*Task goal*: Transcribe every one of the following items line by line, without altering a single character.

*Stored data*:
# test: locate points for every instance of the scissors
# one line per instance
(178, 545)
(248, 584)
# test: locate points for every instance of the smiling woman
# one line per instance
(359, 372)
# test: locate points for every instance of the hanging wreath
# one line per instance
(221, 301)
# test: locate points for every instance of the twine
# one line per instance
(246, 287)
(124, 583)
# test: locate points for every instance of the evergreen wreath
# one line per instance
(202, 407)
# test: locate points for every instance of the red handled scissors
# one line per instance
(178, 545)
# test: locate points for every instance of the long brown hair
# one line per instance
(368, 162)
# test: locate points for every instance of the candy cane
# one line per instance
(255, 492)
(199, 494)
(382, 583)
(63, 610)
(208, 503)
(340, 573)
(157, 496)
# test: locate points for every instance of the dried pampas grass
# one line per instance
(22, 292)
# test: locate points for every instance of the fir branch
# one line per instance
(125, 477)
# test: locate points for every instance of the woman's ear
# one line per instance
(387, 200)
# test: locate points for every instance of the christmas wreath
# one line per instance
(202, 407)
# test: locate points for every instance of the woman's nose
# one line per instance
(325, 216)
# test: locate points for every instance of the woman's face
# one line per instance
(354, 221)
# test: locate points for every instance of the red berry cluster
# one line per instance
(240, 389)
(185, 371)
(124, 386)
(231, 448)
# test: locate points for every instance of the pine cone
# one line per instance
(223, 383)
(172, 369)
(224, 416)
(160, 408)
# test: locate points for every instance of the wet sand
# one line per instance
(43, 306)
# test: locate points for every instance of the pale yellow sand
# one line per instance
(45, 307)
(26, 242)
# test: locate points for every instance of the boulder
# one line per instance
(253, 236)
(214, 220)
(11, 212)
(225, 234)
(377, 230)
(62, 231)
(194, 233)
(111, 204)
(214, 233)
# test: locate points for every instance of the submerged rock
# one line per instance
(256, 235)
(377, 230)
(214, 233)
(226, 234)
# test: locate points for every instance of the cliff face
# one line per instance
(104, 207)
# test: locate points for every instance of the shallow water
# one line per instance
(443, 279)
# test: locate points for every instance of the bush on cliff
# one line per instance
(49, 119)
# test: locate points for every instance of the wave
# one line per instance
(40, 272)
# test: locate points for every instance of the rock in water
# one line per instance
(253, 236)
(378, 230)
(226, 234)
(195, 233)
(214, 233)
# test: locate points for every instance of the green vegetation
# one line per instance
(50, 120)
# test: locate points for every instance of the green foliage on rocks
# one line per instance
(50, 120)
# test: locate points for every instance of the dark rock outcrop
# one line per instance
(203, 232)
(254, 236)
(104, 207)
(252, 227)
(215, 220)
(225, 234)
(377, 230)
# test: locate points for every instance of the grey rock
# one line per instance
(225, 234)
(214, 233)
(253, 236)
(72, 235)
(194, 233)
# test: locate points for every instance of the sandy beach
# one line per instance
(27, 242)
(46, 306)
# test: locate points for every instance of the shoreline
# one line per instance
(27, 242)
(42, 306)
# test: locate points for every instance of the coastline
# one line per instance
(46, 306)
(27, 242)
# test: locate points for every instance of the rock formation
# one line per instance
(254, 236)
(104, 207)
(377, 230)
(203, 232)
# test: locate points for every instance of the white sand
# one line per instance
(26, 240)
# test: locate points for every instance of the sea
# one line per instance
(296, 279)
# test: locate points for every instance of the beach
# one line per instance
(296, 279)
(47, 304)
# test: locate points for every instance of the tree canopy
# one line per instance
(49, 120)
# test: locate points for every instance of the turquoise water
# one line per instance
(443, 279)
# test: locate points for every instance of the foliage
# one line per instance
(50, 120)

*Written solution*:
# test: locate points for every instance of the scissors
# one line per instance
(178, 545)
(248, 584)
# test: locate points for every instance of the smiling woman
# one line per instance
(359, 372)
# test: locate points for every instance of the hanging wreath
# one line per instance
(221, 301)
# test: locate points for every instance of the twine
# one line per instance
(246, 287)
(124, 583)
# test: locate points for every instance of the evergreen wreath
# one line per instance
(202, 407)
# test: locate points for every instance of the red handled scissors
# one line per instance
(178, 545)
# test: locate points for every instance of the long brown hair
# one line per instance
(368, 162)
# test: locate points for every instance of the candy cane
# one line per instance
(255, 492)
(199, 494)
(382, 583)
(63, 610)
(208, 503)
(340, 573)
(157, 496)
# test: locate points for every instance of the dried pampas grass
# one line per instance
(22, 292)
# test: locate points for every instance of the fir branch
# one line per instance
(125, 477)
# test: locate points for every instance of the woman's ear
# one line per instance
(387, 200)
# test: locate points for every instance of the christmas wreath
# one line per instance
(202, 407)
# test: locate points for every instance of the woman's nose
# one line per instance
(325, 216)
# test: locate points for every instance of the woman's face
# one line per instance
(354, 221)
# test: locate points for every instance of the red berry cluster
# one line per instance
(240, 389)
(185, 371)
(124, 386)
(231, 448)
# test: locate points for every instance of the pine cone
# one line per instance
(223, 383)
(172, 369)
(224, 416)
(160, 408)
# test: locate points for every instance of the wet sand
# one line per instance
(43, 306)
# test: locate points for every instance of the pale yellow sand
# one line per instance
(45, 307)
(26, 242)
# test: locate points for every instance of the boulder
# one line per instance
(253, 236)
(214, 220)
(11, 212)
(225, 234)
(377, 230)
(62, 231)
(194, 233)
(111, 204)
(214, 233)
# test: locate points for every instance of the submerged rock
# one line per instance
(256, 235)
(377, 230)
(214, 233)
(226, 234)
# test: locate points for every instance of the cliff face
# one line per instance
(104, 207)
# test: locate points for every instance of the shallow water
# one line per instance
(443, 279)
# test: locate points for every instance of the bush on cliff
# one line per instance
(49, 119)
# test: locate points for every instance of the wave
# one line per instance
(40, 272)
# test: locate points for every instance of the rock in water
# one line per instance
(253, 236)
(378, 230)
(226, 234)
(195, 233)
(214, 233)
# test: locate points for every instance of the green vegetation
# one line per instance
(50, 120)
# test: locate points for every instance of the green foliage on rocks
# one line per instance
(50, 120)
# test: locate points for every instance of the dark rock outcrop
# one line per instance
(203, 232)
(254, 236)
(104, 207)
(252, 227)
(215, 220)
(225, 234)
(377, 230)
# test: locate points for every instance of the grey rock
# one line per instance
(225, 234)
(214, 233)
(253, 236)
(72, 235)
(194, 233)
# test: locate points for every instance of the sandy beach
# one line per instance
(27, 242)
(46, 306)
# test: locate points for every instance of the shoreline
# one line per instance
(27, 242)
(42, 306)
# test: locate points for every instance of the coastline
# one line per instance
(46, 306)
(27, 242)
# test: locate points for every instance of the rock formation
# one line per instance
(254, 236)
(104, 207)
(377, 230)
(203, 232)
# test: locate points for every instance of the white sand
# one line per instance
(26, 240)
# test: locate points for every instance of the sea
# one line per instance
(296, 279)
# test: locate points for every instance of the beach
# one line per instance
(296, 279)
(47, 304)
# test: locate points for every instance of the tree canopy
# one line per instance
(49, 120)
# test: locate points for every instance of the turquoise water
# one line per instance
(443, 279)
# test: locate points for every instance of the foliage
# one line per instance
(50, 120)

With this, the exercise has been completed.